* Bacaan Pilihan
____
Sumber dakwatuna.com –
Seperti apakah bentuk keluarga kita? Maklum, ada yang
mengatakan rumahku surgaku. Tapi, tak sedikit mengatakan rumah gue kayak
neraka. Atau, hambar saja. Tak ada rasa bahwa kita punya keluarga.
Apa pun bentuk keluarga kita itu
adalah hasil dari perpaduan tiga faktor pembentuknya. Ketiga faktor itu adalah
paradigma yang kita miliki tentang keluarga, kompetensi seluruh anggota
keluarga kita dalam membangun keluarga, dan macam apa aktivitas yang ada dalam
keluarga kita.
Kalau dalam paradigma kita bahwa
keluarga bahagia adalah yang bergelimangan harta, maka motivasi kita dalam
berkeluarga adalah mengkapitasisasi kekayaan. Maka, kita akan mencari istri
atau suami anak tunggal dari calon mertua yang kaya. Pusat perhatian kita dalam
berkeluarga adalah menambah kekayaan.
Bagi paradigma berkeluarga seorang muslim berasal dari
motivasi bahwa berkeluarga adalah untuk beribadah kepada Allah, menjaga
kesucian diri, dan merealisasikan amal bahwa berkeluarga adalah bagian dari
sebuah gerakan menegakkan hukum-hukum Allah di muka bumi. Sehingga, pusat
perhatiannya dalam berkeluarga adalah meningkatkan kualitas ruhiyah, fikriyah,
nafsiyah (emosi kejiwaan), jasadiyah, dan sosialisasi setiap anggota
keluarganya.
Karena itu, membangun keluarga sakinah
mawadah wa rahmah (samara) adalah sasaran yang ingin dicapai seorang muslim
dalam membentuk berkeluarga. Dalam keluarga yang samara itulah kita akan
melahirkan pribadi islami untuk saat ini dan masa depan.
____
* Data yang Diberikan
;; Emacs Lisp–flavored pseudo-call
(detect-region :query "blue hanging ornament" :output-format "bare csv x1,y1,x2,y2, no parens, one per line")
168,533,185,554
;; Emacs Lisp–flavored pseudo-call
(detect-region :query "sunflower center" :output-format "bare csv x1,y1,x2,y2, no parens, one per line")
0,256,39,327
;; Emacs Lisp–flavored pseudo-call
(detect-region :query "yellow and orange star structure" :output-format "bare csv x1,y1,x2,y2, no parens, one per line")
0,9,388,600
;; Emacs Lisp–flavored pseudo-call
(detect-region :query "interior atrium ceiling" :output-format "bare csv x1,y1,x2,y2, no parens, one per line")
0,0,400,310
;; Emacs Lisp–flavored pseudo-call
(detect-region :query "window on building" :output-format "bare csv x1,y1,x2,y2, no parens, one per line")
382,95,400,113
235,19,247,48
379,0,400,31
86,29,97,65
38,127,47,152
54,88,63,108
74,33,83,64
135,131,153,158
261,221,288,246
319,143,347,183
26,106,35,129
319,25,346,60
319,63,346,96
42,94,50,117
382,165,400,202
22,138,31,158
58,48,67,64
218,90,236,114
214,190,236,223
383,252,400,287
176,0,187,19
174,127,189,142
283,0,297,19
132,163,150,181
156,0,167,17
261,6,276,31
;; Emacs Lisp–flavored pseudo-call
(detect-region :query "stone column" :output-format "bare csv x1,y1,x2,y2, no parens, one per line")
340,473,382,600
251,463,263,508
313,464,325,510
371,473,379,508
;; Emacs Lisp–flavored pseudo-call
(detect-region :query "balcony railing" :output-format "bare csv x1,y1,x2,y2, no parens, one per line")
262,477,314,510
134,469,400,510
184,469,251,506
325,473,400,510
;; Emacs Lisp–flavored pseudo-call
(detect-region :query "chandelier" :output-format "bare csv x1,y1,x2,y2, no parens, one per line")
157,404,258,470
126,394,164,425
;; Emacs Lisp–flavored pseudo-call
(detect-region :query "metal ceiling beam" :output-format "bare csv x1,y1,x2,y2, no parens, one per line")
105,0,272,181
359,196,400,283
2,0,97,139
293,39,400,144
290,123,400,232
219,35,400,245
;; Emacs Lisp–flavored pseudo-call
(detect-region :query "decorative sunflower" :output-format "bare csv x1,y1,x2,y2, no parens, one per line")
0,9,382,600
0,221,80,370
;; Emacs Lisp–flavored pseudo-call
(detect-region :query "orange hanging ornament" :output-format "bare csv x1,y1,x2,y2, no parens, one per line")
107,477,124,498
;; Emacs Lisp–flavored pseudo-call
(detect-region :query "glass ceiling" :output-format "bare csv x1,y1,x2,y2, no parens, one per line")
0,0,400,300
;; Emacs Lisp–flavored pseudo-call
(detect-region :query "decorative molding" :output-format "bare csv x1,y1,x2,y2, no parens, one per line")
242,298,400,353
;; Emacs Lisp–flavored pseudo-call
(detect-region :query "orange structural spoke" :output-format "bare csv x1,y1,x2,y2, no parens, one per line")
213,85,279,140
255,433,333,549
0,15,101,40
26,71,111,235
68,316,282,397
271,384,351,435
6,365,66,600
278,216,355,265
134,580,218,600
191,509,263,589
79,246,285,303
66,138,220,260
____
* Tugas yang Dikerjakan
1. Jawablah pertanyaan berikut berdasarkan bacaan pilihan.
(a) Apa saja tiga faktor yang membentuk bentuk keluarga kita?
(b) Jika keluarga bahagia dipandang sebagai keluarga yang bergelimangan harta, apa yang menjadi pusat perhatian dalam berkeluarga?
(c) Apa kepanjangan dari singkatan "samara"?
2. Laporkan berapa baris catatan yang memuat kata "sunflower". Tuliskan angkanya saja.
Catatan di atas sama sekali tidak berhubungan dengan bacaan pilihan.

* Jawaban Akhir
1.
(a) Paradigma yang kita miliki tentang keluarga, kompetensi seluruh anggota keluarga dalam membangun keluarga, dan macam aktivitas yang ada dalam keluarga.
(b) Menambah kekayaan.
(c) Sakinah mawadah wa rahmah.

2. 2